- Born: Marco Antonio Beltrán García May 18, 1986 (age 40) Morelia, Michoacán, Mexico
- Other names: Psycho
- Height: 5 ft 8 in (173 cm)
- Weight: 135 lb (61 kg; 9 st 9 lb)
- Division: Flyweight Bantamweight
- Reach: 71 in (180 cm)
- Style: Brazilian Jiu-Jitsu
- Fighting out of: Mexico City, Mexico
- Team: Valle Flow Striking
- Rank: Brown belt in Brazilian jiu-jitsu
- Years active: 2008–present

Mixed martial arts record
- Total: 30
- Wins: 19
- By knockout: 4
- By submission: 11
- By decision: 4
- Losses: 10
- By knockout: 2
- By submission: 6
- By decision: 2
- No contests: 1

Other information
- Mixed martial arts record from Sherdog

= Marco Beltrán =

Mexican mixed martial artist

Marco Antonio Beltrán García (born May 18, 1986) is a Mexican mixed martial artist who competes mainly in the bantamweight division. A professional mixed martial artist since 2008, Beltrán has also competed in the Ultimate Fighting Championship (UFC). He also won the LUX Bantamweight Championship, becoming its inaugural champion.

==Early life==
Beltrán was born in Mexico City. Aged 3, he moved to Morelia, Michoacán, where he lived until begin to compete for the Ultimate Fighting Championship. During the phase of middle school, he was a practitioner of boxing. Later on his life, Marco Beltrán began his mixed martial arts training at the Top Brother México in Morelia.

==Mixed martial arts career==
===Early career===
Beltrán became a professional mixed martial arts fighter in 2008. He won his MMA debut fight by submitting Christian Martínez on August 16, 2008.

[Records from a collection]
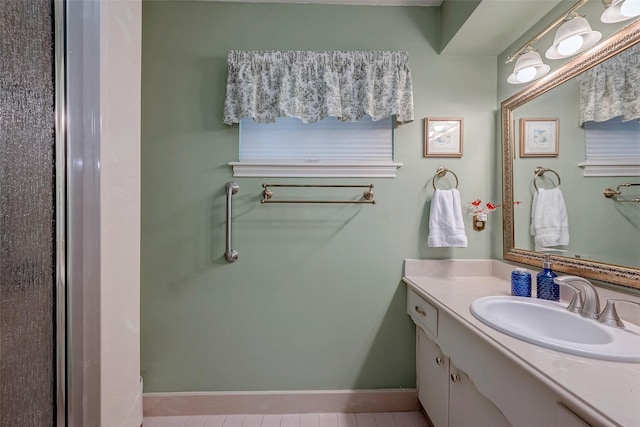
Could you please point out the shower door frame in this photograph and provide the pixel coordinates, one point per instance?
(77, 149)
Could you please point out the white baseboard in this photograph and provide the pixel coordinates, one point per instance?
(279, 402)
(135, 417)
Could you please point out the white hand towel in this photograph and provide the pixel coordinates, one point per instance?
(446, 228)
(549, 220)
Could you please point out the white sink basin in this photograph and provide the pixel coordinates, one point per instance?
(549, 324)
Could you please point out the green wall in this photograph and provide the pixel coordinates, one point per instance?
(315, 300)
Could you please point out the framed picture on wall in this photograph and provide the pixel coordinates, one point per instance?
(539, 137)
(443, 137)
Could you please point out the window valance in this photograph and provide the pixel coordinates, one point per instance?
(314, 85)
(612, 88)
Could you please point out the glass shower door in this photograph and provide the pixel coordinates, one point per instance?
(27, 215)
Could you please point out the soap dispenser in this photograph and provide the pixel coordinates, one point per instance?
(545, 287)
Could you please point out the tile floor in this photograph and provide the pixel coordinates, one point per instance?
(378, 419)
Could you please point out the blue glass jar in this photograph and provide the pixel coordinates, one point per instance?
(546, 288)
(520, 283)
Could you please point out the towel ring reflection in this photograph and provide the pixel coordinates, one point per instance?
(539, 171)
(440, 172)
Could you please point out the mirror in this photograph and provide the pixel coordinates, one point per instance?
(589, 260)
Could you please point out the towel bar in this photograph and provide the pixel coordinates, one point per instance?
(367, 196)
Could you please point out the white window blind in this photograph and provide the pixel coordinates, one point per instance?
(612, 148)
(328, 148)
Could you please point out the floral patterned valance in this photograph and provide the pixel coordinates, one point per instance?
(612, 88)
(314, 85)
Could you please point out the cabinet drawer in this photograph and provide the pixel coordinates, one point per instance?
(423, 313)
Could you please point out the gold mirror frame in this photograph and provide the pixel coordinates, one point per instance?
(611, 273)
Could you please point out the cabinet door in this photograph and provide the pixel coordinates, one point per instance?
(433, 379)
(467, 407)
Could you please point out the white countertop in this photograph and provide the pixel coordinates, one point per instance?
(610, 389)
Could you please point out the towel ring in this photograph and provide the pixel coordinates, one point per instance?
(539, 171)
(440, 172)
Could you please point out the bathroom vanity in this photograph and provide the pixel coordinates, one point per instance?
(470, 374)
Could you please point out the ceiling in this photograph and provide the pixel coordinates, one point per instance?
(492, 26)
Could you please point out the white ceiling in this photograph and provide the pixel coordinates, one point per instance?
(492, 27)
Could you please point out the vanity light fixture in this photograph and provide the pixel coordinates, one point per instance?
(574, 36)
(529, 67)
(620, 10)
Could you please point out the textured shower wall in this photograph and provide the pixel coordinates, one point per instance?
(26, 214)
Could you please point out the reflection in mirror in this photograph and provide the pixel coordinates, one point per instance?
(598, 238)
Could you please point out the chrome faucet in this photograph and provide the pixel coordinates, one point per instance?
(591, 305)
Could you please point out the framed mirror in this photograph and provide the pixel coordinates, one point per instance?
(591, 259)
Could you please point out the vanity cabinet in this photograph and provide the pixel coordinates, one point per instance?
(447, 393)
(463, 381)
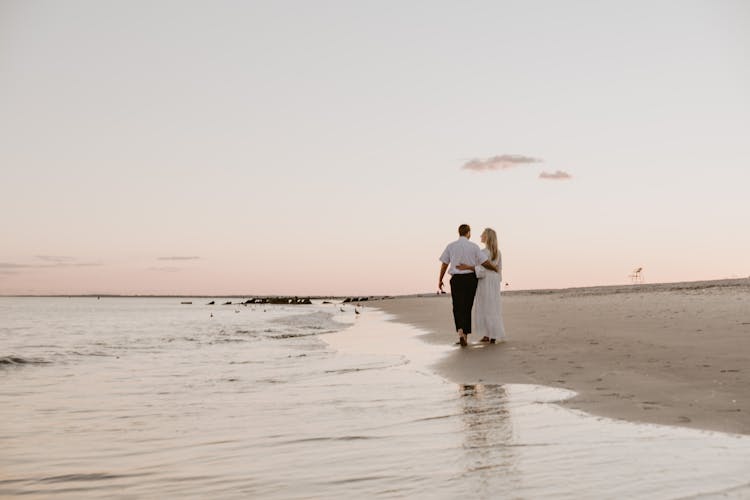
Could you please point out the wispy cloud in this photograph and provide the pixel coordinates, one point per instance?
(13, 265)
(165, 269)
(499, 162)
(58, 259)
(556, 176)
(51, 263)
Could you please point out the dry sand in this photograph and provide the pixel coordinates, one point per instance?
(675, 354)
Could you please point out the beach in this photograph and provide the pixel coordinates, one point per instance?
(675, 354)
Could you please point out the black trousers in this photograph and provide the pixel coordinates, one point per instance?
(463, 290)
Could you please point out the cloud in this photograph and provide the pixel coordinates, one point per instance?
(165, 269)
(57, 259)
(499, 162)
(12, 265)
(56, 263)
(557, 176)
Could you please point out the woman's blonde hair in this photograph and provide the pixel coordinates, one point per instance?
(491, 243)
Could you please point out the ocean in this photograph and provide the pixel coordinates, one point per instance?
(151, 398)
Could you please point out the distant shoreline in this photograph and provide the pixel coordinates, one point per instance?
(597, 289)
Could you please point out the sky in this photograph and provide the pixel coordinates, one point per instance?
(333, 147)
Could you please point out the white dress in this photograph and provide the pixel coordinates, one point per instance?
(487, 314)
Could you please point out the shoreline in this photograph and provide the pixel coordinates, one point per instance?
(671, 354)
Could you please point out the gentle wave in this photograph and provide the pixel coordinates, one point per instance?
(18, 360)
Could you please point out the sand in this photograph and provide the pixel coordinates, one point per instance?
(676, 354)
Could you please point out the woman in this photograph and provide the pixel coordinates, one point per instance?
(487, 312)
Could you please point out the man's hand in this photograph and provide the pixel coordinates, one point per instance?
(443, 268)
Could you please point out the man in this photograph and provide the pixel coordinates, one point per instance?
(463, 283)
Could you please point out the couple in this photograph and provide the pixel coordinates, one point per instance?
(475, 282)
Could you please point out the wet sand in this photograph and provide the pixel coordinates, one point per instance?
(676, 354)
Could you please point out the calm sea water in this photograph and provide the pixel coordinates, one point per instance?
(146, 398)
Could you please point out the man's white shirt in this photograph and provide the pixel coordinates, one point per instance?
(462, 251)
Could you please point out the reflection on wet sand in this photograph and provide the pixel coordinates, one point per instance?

TASK DETAILS: Print the Marco Beltrán profile above in full, word for word.

RESPONSE BELOW:
- Born: Marco Antonio Beltrán García May 18, 1986 (age 40) Morelia, Michoacán, Mexico
- Other names: Psycho
- Height: 5 ft 8 in (173 cm)
- Weight: 135 lb (61 kg; 9 st 9 lb)
- Division: Flyweight Bantamweight
- Reach: 71 in (180 cm)
- Style: Brazilian Jiu-Jitsu
- Fighting out of: Mexico City, Mexico
- Team: Valle Flow Striking
- Rank: Brown belt in Brazilian jiu-jitsu
- Years active: 2008–present

Mixed martial arts record
- Total: 30
- Wins: 19
- By knockout: 4
- By submission: 11
- By decision: 4
- Losses: 10
- By knockout: 2
- By submission: 6
- By decision: 2
- No contests: 1

Other information
- Mixed martial arts record from Sherdog

= Marco Beltrán =

Mexican mixed martial artist

Marco Antonio Beltrán García (born May 18, 1986) is a Mexican mixed martial artist who competes mainly in the bantamweight division. A professional mixed martial artist since 2008, Beltrán has also competed in the Ultimate Fighting Championship (UFC). He also won the LUX Bantamweight Championship, becoming its inaugural champion.

==Early life==
Beltrán was born in Mexico City. Aged 3, he moved to Morelia, Michoacán, where he lived until begin to compete for the Ultimate Fighting Championship. During the phase of middle school, he was a practitioner of boxing. Later on his life, Marco Beltrán began his mixed martial arts training at the Top Brother México in Morelia.

==Mixed martial arts career==
===Early career===
Beltrán became a professional mixed martial arts fighter in 2008. He won his MMA debut fight by submitting Christian Martínez on August 16, 2008.